> Short task
Leave out all pictures and retype exactly the lines from the one with "Pick out the building" through the last line of the material.
** begin Given information **
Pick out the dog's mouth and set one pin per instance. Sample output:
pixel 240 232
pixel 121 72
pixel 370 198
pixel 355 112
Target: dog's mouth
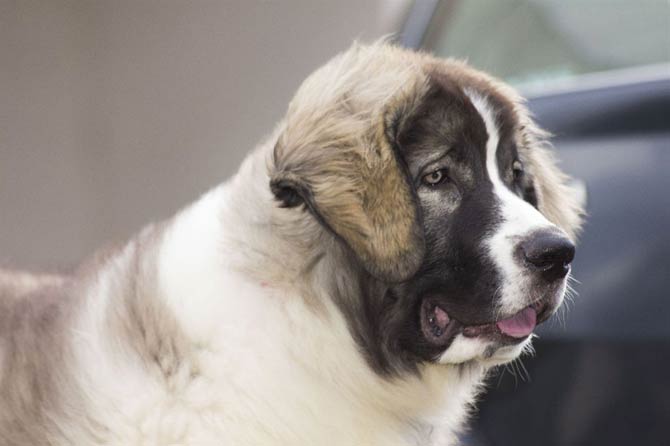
pixel 439 328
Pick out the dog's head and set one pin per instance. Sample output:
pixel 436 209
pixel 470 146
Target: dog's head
pixel 433 175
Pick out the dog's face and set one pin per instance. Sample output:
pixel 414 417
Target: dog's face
pixel 445 195
pixel 494 266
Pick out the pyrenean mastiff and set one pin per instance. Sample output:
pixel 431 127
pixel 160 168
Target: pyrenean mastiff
pixel 403 230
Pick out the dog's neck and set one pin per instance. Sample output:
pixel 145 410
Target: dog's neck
pixel 247 312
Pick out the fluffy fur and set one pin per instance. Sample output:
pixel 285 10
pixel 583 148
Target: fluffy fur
pixel 238 321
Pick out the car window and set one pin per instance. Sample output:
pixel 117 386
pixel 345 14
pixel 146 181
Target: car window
pixel 535 43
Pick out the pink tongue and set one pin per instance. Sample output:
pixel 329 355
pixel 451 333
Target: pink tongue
pixel 520 325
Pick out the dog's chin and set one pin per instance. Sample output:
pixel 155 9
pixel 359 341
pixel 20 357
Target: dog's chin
pixel 491 343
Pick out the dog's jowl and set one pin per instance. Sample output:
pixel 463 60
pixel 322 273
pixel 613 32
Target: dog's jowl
pixel 403 231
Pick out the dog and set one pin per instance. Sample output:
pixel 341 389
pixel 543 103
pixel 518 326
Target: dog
pixel 401 232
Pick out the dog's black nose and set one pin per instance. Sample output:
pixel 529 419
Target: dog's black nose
pixel 548 253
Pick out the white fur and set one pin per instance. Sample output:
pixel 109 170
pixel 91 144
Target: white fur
pixel 270 370
pixel 519 219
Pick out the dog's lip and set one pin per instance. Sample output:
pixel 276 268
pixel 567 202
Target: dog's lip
pixel 497 330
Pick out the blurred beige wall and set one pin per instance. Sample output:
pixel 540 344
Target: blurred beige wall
pixel 117 113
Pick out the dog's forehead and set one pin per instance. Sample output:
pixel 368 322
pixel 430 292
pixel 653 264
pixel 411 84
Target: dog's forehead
pixel 447 120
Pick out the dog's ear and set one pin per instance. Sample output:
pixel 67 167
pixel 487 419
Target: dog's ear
pixel 355 184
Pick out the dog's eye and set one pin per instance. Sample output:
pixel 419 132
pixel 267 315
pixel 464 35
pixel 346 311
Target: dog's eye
pixel 436 177
pixel 517 169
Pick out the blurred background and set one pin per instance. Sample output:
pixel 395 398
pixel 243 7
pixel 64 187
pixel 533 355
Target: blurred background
pixel 117 113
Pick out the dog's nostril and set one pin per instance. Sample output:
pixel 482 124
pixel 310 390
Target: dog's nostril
pixel 548 253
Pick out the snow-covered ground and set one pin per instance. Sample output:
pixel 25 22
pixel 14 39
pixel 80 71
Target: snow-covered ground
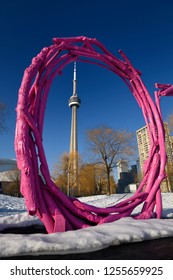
pixel 13 213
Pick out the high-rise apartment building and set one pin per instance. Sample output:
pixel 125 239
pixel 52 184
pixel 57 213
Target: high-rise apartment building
pixel 143 141
pixel 74 104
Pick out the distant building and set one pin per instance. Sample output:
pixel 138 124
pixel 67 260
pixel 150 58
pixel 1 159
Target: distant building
pixel 125 176
pixel 122 166
pixel 143 141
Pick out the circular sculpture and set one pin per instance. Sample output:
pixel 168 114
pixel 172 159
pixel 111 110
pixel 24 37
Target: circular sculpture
pixel 43 198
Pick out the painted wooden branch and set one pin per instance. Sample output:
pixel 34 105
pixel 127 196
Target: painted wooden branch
pixel 43 198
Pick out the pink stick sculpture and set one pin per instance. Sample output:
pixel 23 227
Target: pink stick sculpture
pixel 43 198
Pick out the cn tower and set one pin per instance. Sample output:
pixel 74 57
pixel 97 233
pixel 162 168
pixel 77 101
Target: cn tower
pixel 74 103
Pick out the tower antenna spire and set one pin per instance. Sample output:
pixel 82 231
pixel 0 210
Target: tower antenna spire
pixel 74 81
pixel 74 103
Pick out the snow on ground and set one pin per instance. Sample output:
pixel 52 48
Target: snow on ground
pixel 13 213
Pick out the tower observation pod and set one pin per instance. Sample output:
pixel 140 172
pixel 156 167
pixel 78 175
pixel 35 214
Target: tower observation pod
pixel 74 103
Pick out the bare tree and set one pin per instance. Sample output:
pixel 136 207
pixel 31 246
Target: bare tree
pixel 63 174
pixel 109 146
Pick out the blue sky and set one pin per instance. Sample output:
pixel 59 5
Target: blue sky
pixel 142 29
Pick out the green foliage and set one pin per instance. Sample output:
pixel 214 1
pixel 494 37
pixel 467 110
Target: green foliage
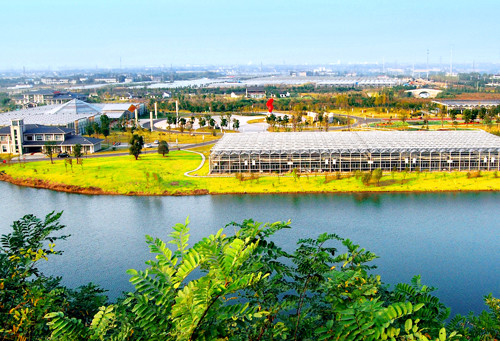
pixel 26 295
pixel 136 143
pixel 49 149
pixel 163 148
pixel 237 286
pixel 77 151
pixel 105 129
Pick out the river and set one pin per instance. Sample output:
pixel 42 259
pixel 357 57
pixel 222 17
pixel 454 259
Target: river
pixel 451 240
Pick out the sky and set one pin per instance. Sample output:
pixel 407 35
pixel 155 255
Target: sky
pixel 51 34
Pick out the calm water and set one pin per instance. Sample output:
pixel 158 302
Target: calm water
pixel 452 240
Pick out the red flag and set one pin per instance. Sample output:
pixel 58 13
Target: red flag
pixel 269 104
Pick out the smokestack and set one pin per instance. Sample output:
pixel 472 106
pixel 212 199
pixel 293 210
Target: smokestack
pixel 177 110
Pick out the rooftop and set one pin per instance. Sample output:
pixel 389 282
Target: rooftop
pixel 357 142
pixel 469 103
pixel 58 114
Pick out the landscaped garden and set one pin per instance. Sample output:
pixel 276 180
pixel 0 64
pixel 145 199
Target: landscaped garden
pixel 153 174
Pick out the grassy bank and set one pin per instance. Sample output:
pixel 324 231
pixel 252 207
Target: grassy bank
pixel 154 175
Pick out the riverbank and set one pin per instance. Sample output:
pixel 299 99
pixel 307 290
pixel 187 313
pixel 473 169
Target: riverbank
pixel 153 174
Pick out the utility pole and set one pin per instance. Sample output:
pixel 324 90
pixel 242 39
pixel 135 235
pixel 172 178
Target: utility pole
pixel 427 64
pixel 177 111
pixel 451 61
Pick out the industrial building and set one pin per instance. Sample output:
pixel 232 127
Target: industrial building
pixel 359 150
pixel 20 138
pixel 467 104
pixel 74 114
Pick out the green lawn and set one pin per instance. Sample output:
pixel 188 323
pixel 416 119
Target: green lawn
pixel 153 174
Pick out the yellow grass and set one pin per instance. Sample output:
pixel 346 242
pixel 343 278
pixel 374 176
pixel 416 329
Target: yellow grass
pixel 153 174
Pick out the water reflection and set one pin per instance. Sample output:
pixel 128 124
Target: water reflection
pixel 450 239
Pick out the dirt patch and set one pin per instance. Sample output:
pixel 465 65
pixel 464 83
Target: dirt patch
pixel 38 183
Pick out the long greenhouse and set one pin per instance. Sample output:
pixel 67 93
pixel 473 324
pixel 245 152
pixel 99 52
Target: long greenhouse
pixel 313 152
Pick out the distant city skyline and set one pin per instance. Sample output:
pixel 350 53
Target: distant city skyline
pixel 109 34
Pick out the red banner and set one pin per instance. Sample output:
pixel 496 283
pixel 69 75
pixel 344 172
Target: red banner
pixel 269 104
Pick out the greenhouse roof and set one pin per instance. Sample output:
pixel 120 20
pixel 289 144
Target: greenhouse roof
pixel 357 142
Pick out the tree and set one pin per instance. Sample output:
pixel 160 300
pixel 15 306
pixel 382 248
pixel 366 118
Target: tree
pixel 163 148
pixel 223 122
pixel 105 125
pixel 49 149
pixel 96 127
pixel 404 117
pixel 77 152
pixel 26 294
pixel 377 175
pixel 136 144
pixel 182 122
pixel 202 122
pixel 247 288
pixel 442 115
pixel 236 124
pixel 89 129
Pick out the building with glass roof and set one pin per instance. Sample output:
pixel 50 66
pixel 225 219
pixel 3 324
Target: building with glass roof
pixel 75 114
pixel 359 150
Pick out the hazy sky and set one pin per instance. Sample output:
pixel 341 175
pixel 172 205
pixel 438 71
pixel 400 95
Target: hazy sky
pixel 86 33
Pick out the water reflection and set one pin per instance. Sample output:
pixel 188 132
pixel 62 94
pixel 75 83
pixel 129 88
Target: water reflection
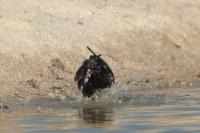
** end Given information **
> Result of the task
Pick out the building with glass roof and set one pin per instance. Sample output:
pixel 50 66
pixel 225 219
pixel 3 324
Target: building with glass roof
pixel 75 114
pixel 359 150
Pick out the hazy sky and set one pin per instance. Sample output:
pixel 341 175
pixel 172 205
pixel 438 71
pixel 400 95
Target: hazy sky
pixel 86 33
Pick out the water reflection and set one pin per instance. Sample output:
pixel 188 132
pixel 62 94
pixel 75 83
pixel 129 88
Target: water reflection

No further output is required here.